Although the data below holds other lines too, output only those from the line with "Pick out the man's hand" up to and including the line with "Pick out the truck headlight", exactly as they appear.

RECORDS FOR PROCESSING:
..............................

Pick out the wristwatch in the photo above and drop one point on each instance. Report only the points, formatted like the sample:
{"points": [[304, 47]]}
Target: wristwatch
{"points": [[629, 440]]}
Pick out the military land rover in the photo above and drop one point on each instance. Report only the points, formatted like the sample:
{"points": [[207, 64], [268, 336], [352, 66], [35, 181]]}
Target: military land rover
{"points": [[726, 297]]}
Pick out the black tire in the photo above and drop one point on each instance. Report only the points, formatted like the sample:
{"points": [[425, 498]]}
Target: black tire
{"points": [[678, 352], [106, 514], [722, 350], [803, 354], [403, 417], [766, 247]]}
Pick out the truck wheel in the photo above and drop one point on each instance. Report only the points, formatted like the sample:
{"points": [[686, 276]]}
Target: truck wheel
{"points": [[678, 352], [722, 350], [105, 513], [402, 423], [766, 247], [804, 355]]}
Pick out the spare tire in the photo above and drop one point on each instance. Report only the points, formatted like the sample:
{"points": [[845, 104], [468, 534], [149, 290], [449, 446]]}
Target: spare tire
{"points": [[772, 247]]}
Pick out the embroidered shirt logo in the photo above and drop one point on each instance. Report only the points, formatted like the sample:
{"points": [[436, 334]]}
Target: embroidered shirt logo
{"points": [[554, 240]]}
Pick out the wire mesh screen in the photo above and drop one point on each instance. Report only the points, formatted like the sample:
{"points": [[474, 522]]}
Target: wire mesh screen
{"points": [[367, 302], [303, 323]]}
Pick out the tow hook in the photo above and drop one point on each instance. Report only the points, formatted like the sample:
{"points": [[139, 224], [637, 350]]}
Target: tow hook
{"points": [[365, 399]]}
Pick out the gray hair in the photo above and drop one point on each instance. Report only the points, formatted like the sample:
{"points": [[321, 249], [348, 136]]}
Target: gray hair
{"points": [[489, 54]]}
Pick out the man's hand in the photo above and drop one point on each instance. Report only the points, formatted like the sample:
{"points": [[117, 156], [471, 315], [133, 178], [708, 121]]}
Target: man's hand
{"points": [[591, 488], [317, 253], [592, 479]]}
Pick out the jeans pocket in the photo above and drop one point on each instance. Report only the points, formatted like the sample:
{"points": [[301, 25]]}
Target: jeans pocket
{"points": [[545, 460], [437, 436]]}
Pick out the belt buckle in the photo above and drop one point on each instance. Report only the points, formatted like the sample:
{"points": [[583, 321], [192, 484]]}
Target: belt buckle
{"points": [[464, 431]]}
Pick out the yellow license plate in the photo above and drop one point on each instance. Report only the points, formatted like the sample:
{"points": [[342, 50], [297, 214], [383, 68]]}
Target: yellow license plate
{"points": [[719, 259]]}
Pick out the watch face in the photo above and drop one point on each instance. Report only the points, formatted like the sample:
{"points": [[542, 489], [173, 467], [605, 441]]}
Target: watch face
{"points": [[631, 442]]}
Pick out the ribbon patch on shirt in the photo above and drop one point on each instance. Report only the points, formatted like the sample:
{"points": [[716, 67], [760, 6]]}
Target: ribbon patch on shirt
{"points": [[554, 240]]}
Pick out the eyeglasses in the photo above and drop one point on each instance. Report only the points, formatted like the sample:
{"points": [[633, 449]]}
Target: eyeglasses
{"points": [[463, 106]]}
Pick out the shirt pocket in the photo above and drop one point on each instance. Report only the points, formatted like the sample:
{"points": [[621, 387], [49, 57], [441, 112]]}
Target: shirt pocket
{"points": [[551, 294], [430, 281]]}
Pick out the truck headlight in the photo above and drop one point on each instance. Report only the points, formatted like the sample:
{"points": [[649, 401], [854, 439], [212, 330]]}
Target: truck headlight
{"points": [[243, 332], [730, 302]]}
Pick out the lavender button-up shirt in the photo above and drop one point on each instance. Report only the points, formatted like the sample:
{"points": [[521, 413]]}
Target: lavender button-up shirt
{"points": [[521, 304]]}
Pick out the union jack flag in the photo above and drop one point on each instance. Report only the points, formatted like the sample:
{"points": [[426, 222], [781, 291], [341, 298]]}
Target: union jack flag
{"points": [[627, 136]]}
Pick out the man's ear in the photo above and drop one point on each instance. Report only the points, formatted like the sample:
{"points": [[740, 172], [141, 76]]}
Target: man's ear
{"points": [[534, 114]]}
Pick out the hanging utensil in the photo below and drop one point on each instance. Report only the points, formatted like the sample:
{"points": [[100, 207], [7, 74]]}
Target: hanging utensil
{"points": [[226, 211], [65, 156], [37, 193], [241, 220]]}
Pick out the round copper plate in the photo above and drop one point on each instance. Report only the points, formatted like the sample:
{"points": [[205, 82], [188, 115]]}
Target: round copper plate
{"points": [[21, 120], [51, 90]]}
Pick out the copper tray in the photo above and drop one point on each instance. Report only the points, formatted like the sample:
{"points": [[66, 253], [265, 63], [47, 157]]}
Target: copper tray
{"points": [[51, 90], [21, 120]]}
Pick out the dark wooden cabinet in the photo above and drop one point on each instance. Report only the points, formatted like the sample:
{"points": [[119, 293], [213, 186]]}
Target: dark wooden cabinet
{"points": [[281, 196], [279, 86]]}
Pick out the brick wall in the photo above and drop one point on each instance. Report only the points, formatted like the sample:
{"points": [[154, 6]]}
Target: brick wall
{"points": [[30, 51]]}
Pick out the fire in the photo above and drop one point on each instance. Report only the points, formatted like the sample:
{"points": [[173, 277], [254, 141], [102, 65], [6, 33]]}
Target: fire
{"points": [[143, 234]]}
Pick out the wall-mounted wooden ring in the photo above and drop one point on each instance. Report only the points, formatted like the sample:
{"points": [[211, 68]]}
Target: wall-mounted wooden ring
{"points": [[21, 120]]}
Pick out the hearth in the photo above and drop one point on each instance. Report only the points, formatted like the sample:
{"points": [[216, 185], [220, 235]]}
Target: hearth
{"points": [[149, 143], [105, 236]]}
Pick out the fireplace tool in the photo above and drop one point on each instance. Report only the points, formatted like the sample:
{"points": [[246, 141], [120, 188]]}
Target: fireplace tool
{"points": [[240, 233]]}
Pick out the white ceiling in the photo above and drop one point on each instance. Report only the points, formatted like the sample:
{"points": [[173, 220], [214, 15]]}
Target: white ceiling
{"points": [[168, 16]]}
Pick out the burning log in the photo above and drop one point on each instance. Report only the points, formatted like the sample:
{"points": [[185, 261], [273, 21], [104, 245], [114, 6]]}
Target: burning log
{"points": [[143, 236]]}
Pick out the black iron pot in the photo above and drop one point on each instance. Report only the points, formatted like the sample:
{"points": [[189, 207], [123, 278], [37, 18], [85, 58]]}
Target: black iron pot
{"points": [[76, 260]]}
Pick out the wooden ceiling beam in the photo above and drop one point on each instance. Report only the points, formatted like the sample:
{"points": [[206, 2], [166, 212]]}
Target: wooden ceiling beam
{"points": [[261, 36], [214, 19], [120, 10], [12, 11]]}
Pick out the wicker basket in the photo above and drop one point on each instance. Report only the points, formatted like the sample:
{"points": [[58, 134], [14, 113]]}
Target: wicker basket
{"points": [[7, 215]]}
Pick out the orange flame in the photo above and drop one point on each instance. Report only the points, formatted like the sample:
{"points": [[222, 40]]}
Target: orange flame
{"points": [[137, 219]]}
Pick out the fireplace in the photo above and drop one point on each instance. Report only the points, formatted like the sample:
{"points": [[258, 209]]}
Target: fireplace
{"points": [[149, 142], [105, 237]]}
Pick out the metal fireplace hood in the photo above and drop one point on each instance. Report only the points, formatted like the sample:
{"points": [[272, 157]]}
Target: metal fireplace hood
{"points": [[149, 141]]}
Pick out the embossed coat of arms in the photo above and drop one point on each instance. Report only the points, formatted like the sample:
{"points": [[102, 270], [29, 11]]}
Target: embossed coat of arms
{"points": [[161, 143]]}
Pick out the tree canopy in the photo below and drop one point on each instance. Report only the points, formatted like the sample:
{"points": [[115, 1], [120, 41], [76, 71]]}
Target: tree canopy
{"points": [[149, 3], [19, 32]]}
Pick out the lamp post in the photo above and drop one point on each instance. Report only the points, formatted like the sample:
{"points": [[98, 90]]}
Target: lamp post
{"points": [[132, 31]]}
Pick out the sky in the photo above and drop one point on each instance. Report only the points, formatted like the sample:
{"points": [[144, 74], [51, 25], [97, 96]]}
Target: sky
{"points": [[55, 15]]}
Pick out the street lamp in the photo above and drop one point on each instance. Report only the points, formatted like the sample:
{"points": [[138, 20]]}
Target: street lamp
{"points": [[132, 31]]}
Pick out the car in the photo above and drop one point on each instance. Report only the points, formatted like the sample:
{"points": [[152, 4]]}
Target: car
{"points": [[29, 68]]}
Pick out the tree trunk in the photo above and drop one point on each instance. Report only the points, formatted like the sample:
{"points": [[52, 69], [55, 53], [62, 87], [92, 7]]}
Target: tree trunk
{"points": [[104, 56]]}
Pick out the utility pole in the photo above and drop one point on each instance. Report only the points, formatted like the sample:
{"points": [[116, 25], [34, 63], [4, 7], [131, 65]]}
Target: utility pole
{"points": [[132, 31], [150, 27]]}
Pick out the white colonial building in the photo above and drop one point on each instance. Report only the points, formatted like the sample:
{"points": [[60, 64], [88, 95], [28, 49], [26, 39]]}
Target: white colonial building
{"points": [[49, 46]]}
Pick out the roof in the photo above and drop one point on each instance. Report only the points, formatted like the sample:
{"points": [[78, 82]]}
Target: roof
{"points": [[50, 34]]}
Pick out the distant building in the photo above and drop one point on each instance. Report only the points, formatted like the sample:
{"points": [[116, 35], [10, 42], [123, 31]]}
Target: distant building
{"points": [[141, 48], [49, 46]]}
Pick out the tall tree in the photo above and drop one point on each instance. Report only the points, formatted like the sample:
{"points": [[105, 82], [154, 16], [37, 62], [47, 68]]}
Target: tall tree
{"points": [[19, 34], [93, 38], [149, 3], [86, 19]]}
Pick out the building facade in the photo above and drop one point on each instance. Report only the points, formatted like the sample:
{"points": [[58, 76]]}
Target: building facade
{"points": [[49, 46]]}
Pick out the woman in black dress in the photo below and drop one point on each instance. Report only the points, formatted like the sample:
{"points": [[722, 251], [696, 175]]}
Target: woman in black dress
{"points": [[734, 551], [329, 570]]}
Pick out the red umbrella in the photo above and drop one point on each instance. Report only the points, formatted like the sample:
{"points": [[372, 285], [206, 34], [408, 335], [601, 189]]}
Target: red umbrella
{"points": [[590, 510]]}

..............................

EXERCISE OUTPUT:
Pick out the man's hand in the photo above and drop one point on each instance. Report only the points, formatted like the sample:
{"points": [[117, 156], [471, 315], [133, 178], [708, 121]]}
Target: man's hand
{"points": [[591, 488], [317, 253], [592, 479]]}
Pick out the jeans pocket in the photo above and drop one point on each instance. Report only the points, formatted like the sample:
{"points": [[301, 25]]}
Target: jeans pocket
{"points": [[545, 460], [437, 436]]}
Pick out the belt buckle in the photo above and drop one point on each instance. Report only the points, formatted like the sample:
{"points": [[583, 321], [192, 484]]}
Target: belt buckle
{"points": [[464, 431]]}
Pick out the yellow license plate in the photo above and drop one point on each instance. Report only the points, formatted like the sample:
{"points": [[342, 50], [297, 214], [383, 68]]}
Target: yellow license plate
{"points": [[719, 259]]}
Pick out the watch face in the photo above and drop one point on each instance. Report only the points, formatted like the sample:
{"points": [[542, 489], [173, 467], [605, 441]]}
Target: watch face
{"points": [[631, 442]]}
Pick out the ribbon patch on shirt in the photo above and drop one point on each instance. Report only the points, formatted like the sample:
{"points": [[716, 67], [760, 6]]}
Target: ribbon patch on shirt
{"points": [[554, 240]]}
Pick out the eyeglasses in the photo above and drop one point on each instance. Report only the points, formatted like the sample:
{"points": [[633, 449]]}
Target: eyeglasses
{"points": [[463, 106]]}
Pick out the shirt pocket in the photo above and drop one point on each instance. Report only the points, formatted like the sample:
{"points": [[621, 387], [49, 57], [441, 112]]}
Target: shirt pocket
{"points": [[551, 294], [430, 281]]}
Pick out the truck headlight in the photo above and drop one point on each instance. Report only the points, formatted like the sample:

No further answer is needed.